Tantangan
Tolong salin persis bagian dari kutipan berita di bawah tentang pungutan Komite Sekolah SMP Negeri I Poso Pesisir, yang diawali kata-kata berisi "POSO – Dinas" dan diakhiri "pihak yang dipungut.".

Kutipan
══════

POSO – Dinas Pendidikan dan Kebudayaan (Dikbud) Poso akan melakukan koordinasi dengan pihak Komite Sekolah SMP Negeri I Poso Pesisir Kecamatan Poso Pesisir terkait hasil putusan rapat Komite tentang pengumpulan atau pungutan uang untuk sejumlah rencana kegiatan, termasuk pengadaan seragam batik dan seragam olahraga bagi anak-anak muridnya.
Kepala Dinas Dikbud Poso, Dedriawan Talingkau, mengatakan koordinasi penting dilakukan guna memastikan bahwa pengumpulan dana yang akan dilakukan tidak menyalahi aturan dan memberatkan pihak yang dipungut.
“Saya sudah baca suratnya (surat putusan rapat komite, red). Tapi sy belum tau persisi duduk persoalnya. Untuk jelasnya masalah ini saya akan berkoordinasi dulu dengan komite,” jelasnya, Senin (3/10). Tapi demikian, mantan Camat Lage ini memastikan tidak boleh lagi ada pungutan uang komite, atau pungutan lain yang memberatkan dan memaksa.

══════

Blok Data
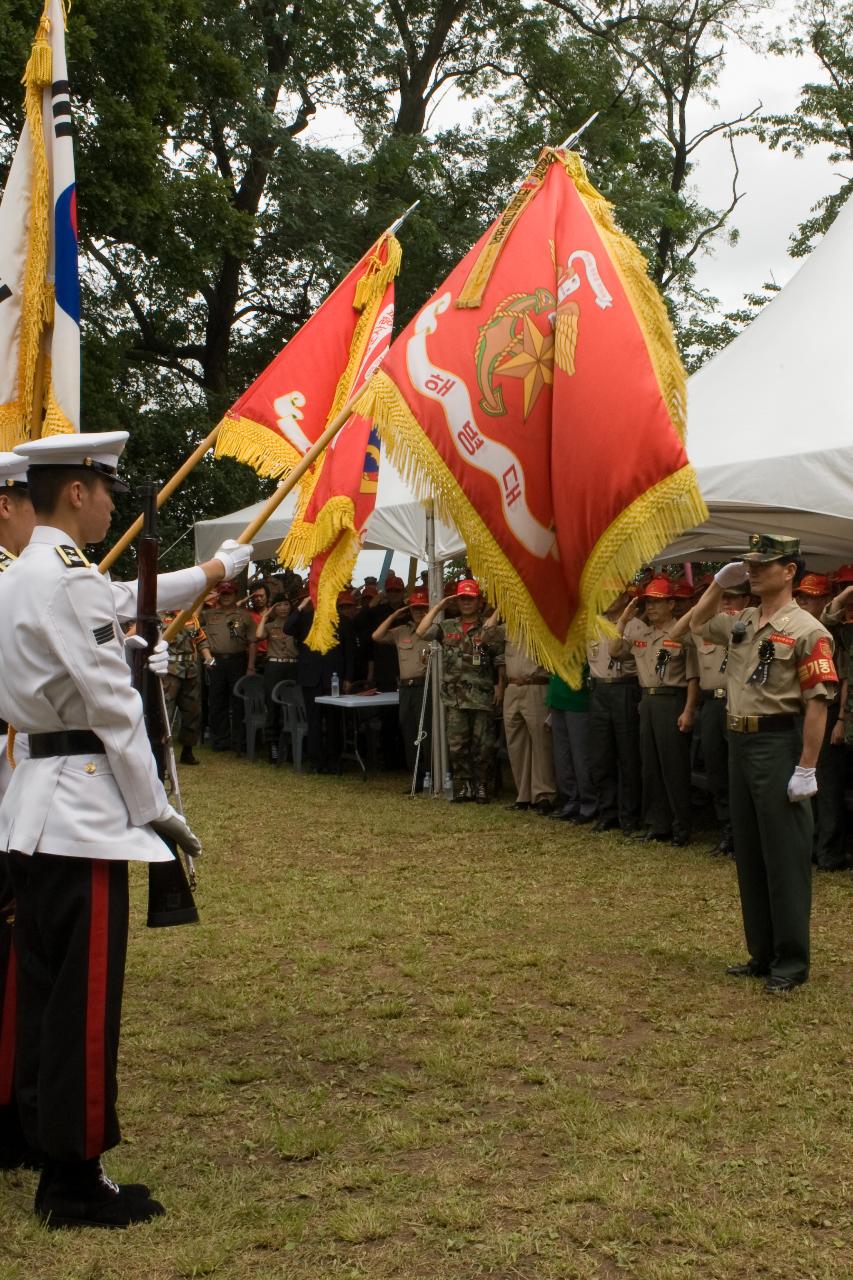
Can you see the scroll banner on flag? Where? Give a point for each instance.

══════

Penyelesaian Masalah
POSO – Dinas Pendidikan dan Kebudayaan (Dikbud) Poso akan melakukan koordinasi dengan pihak Komite Sekolah SMP Negeri I Poso Pesisir Kecamatan Poso Pesisir terkait hasil putusan rapat Komite tentang pengumpulan atau pungutan uang untuk sejumlah rencana kegiatan, termasuk pengadaan seragam batik dan seragam olahraga bagi anak-anak muridnya.
Kepala Dinas Dikbud Poso, Dedriawan Talingkau, mengatakan koordinasi penting dilakukan guna memastikan bahwa pengumpulan dana yang akan dilakukan tidak menyalahi aturan dan memberatkan pihak yang dipungut.